### ZU LÖSENDE AUFGABEN
1 – Welcher Preis wird im Text über Rifkins Thesen als eine seiner Auszeichnungen genannt?
2 – Führen Sie den Text über Rifkins Thesen im Anschluss an dessen letzten Satz weiter.

### BEREITGESTELLTER TEXT
==========
Was wie das Wunschdenken eines unverbesserlichen Optimisten anmuten mag, ist das Ergebnis penibler wissenschaftlicher Untersuchungen. Rifikin, renommierter Soziologe und Ökonom – u.a. Preisträger des Bruno Kreisky-Preises für das politische Buch – beschäftigte einen großen Mitarbeiterstab, der für dieses Buch recherchierte. Rifkin ist kein Träumer, er holt sich die Bausteine für seine Thesen von der Historie, der Philosophie, der Psychologie und Soziologie, von der Ökonomie und aus den verschiedenen Bereichen der Kunst.

Der Wissenschaftler übersieht nicht die blutige Seite der Geschichte, aber er konstatiert eine im Grunde positive Entwicklung der Menschheit, nicht nur im Bereich der Technologie und der Wissenschaft, sondern auch im Denken und Fühlen der Menschen. Hierarchische Herrschaftsstrukturen wurden weitgehend überwunden und der globale Anspruch auf die allgemein gültigen Menschenrechte deklariert. Die Bedrohung für die Menschheit liege nicht in ihrem aggressiven Potenzial, sondern in einer entropischen Katastrophe, hervorgerufen durch die Ausbeutung der Ressourcen unseres Planeten und den damit verbundenen Klimawandel. Rifkin erkennt Zusammenhänge zwischen Energieverbrauch und gesellschaftlicher Entwicklung. Immer wenn eine Gesellschaft neue Energiequellen erschloss, führte das – zumindest teilweise – nicht nur zu mehr Wohlstand, sondern auch zu einer Verbesserung und Erweiterung der Kommunikation.
==========
### GEGEBENE INFORMATIONEN

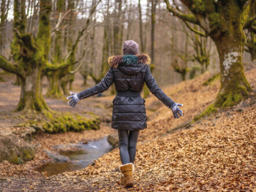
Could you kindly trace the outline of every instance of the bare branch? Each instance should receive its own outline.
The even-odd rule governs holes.
[[[166,6],[168,10],[170,12],[172,13],[174,15],[178,17],[182,20],[186,21],[189,23],[194,23],[198,25],[199,24],[199,23],[198,22],[195,15],[185,14],[181,13],[181,12],[179,12],[170,4],[169,0],[164,0],[164,2],[166,3]]]
[[[196,30],[196,29],[192,27],[187,21],[184,21],[184,22],[185,22],[185,24],[186,24],[186,25],[188,27],[188,28],[189,29],[191,29],[192,31],[193,31],[193,32],[195,32],[196,34],[197,34],[200,36],[204,36],[204,37],[207,36],[207,35],[206,35],[206,34],[204,34],[203,32],[202,32],[200,31]]]

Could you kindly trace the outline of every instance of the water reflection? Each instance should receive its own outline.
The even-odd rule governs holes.
[[[81,143],[71,145],[81,150],[78,152],[61,152],[60,154],[68,157],[72,162],[49,163],[35,170],[43,173],[45,176],[51,176],[66,171],[81,169],[112,149],[112,147],[107,141],[107,136],[100,140],[89,141],[86,144]],[[58,148],[58,146],[54,147]]]

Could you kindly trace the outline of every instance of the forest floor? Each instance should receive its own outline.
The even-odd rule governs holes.
[[[140,134],[134,163],[135,184],[128,190],[255,191],[255,65],[246,70],[247,80],[254,90],[248,99],[233,108],[202,119],[190,127],[181,126],[182,128],[176,130],[191,121],[214,101],[220,87],[219,80],[209,86],[202,86],[213,74],[206,73],[195,79],[163,88],[174,101],[184,104],[184,116],[179,119],[174,119],[170,109],[155,97],[151,95],[147,98],[148,128]],[[0,90],[2,83],[0,83]],[[1,90],[0,93],[3,92]],[[6,98],[12,96],[6,94]],[[0,96],[2,98],[2,95]],[[111,96],[91,99],[98,102],[101,99],[108,100],[111,104],[112,98]],[[62,102],[64,105],[65,101]],[[81,107],[85,102],[81,102]],[[35,160],[17,165],[7,162],[0,164],[0,189],[3,191],[126,190],[119,183],[118,149],[104,154],[82,170],[50,177],[32,178],[20,173],[23,170],[23,173],[30,176],[36,175],[31,171],[31,162],[38,162],[38,159],[45,157],[40,150],[50,147],[49,143],[93,139],[113,131],[106,124],[98,131],[35,135],[34,140],[41,146]],[[9,174],[9,169],[15,171],[10,169],[12,173]]]

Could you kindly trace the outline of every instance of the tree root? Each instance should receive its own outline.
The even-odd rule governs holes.
[[[100,129],[100,121],[96,116],[93,116],[93,119],[89,119],[78,114],[52,112],[26,116],[24,118],[27,120],[26,122],[17,126],[32,127],[37,131],[50,134]]]

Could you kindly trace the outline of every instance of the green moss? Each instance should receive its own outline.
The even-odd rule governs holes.
[[[13,157],[10,159],[10,162],[15,164],[19,164],[19,157],[17,156],[13,156]]]
[[[203,86],[206,86],[210,84],[211,84],[213,82],[214,82],[217,79],[220,79],[221,77],[221,73],[217,73],[214,75],[213,77],[208,79],[204,82],[203,83]]]
[[[29,161],[34,158],[34,154],[33,151],[30,151],[27,149],[23,149],[22,160]]]

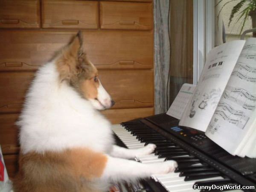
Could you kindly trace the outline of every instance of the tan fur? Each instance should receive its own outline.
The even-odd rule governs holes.
[[[98,76],[98,71],[83,52],[80,36],[76,35],[57,55],[57,69],[60,82],[67,81],[84,98],[94,99],[99,82],[93,79]]]
[[[87,148],[21,154],[15,191],[96,192],[91,183],[101,177],[107,161],[105,155]]]
[[[95,74],[94,76],[96,76],[97,75]],[[95,82],[94,79],[93,77],[89,79],[83,81],[81,83],[80,89],[86,98],[94,99],[97,98],[97,88],[99,87],[99,81]]]

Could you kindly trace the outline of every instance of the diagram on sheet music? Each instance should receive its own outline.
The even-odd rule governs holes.
[[[240,57],[256,61],[256,45],[254,44],[245,45],[243,48]]]
[[[221,91],[219,88],[212,89],[209,93],[204,92],[202,94],[201,94],[198,89],[197,89],[192,98],[189,117],[194,117],[198,110],[204,110],[209,105],[215,108],[218,104],[221,93]]]
[[[256,67],[239,62],[236,64],[232,76],[247,81],[256,83]]]
[[[256,108],[256,45],[244,46],[208,127],[217,132],[222,121],[243,130]]]

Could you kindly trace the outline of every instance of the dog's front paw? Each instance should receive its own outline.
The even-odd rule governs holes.
[[[156,172],[153,173],[154,174],[164,174],[173,172],[178,166],[177,163],[172,160],[157,163],[155,165],[157,167]]]
[[[155,144],[150,143],[145,147],[137,149],[136,156],[150,154],[154,151],[157,146]]]

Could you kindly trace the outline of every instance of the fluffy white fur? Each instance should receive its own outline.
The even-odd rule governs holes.
[[[121,159],[150,154],[155,145],[133,150],[113,145],[111,123],[96,109],[98,108],[64,81],[60,83],[58,76],[54,61],[36,74],[17,123],[21,128],[21,153],[42,154],[84,147],[106,154],[107,165],[96,182],[99,187],[108,187],[105,184],[113,181],[167,173],[177,166],[174,161],[145,165]],[[98,98],[108,95],[103,87],[100,87]]]
[[[109,122],[65,81],[60,84],[58,76],[53,62],[36,74],[18,122],[21,152],[76,147],[109,152],[113,144]]]

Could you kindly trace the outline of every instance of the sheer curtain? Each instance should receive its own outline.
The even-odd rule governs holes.
[[[155,114],[166,112],[170,65],[170,41],[168,25],[169,0],[154,0],[154,109]],[[167,95],[168,94],[168,95]]]

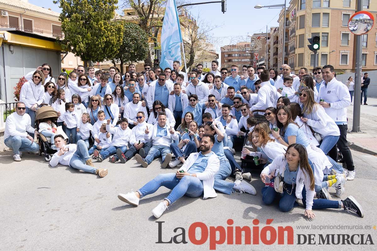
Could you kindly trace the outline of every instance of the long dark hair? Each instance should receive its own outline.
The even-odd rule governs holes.
[[[307,152],[306,149],[304,146],[299,144],[294,143],[290,145],[287,149],[285,152],[285,156],[287,156],[287,153],[288,150],[291,148],[293,148],[296,151],[299,152],[300,155],[300,158],[299,160],[299,164],[300,168],[304,170],[307,173],[309,174],[309,178],[310,179],[310,188],[311,190],[314,190],[314,174],[313,174],[313,170],[311,169],[310,165],[309,164],[309,161],[308,161],[308,153]],[[287,157],[285,157],[286,159]],[[305,178],[307,179],[305,172],[302,172],[305,176]]]
[[[156,106],[156,105],[160,105],[161,106],[161,112],[164,112],[164,113],[165,112],[165,110],[166,107],[165,107],[165,106],[164,105],[164,104],[161,103],[161,101],[160,101],[159,100],[155,100],[155,102],[153,102],[153,105],[152,106],[152,107],[153,108],[153,110],[152,111],[152,112],[153,113],[153,116],[155,116],[155,119],[157,118],[157,117],[158,116],[158,114],[159,114],[159,113],[158,112],[156,112],[156,110],[155,110],[155,106]],[[167,116],[166,117],[167,117]]]

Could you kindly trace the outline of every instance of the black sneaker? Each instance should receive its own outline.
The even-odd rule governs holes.
[[[345,210],[357,214],[362,218],[364,217],[363,208],[352,196],[349,196],[344,201],[341,201],[343,203]]]
[[[323,187],[320,191],[316,193],[316,195],[317,195],[317,199],[331,199],[331,195],[326,187]]]
[[[124,164],[127,161],[127,158],[124,156],[124,154],[122,152],[120,148],[116,149],[116,157],[118,157],[119,160],[122,164]]]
==========
### SCHRIFTLICHE ANTWORTEN
1 – Der Bruno Kreisky-Preis für das politische Buch.

2 –
Jeremy Rifkin
Die empathische Zivilisation. Wege zu einem globalen Bewusstsein.
Übersetzt von Ulrike Bischoff u.a. Campus Verlag, Frankfurt 2010, 468 Seiten, € 26,90
 

Gefährlich ist hingegen der Wettlauf zwischen der Maximierung der globalen Empathie und der immer schneller voranschreitenden Zerstörung der Biosphäre unseres Planeten. Nur wenn die Menschheit die Stufe eines globalen Bewusstseins erreicht, gibt es eine Zukunft. Durch Hunger, durch Kriege um die knapper werdenden Ressourcen und durch von uns ausgelöste Katastrophen könnte die Menschheit in eine noch nie gekannte Verzweiflung stürzen, was den Einsatz atomarer und biologischer Massenvernichtungswaffen herbeiführen könnte.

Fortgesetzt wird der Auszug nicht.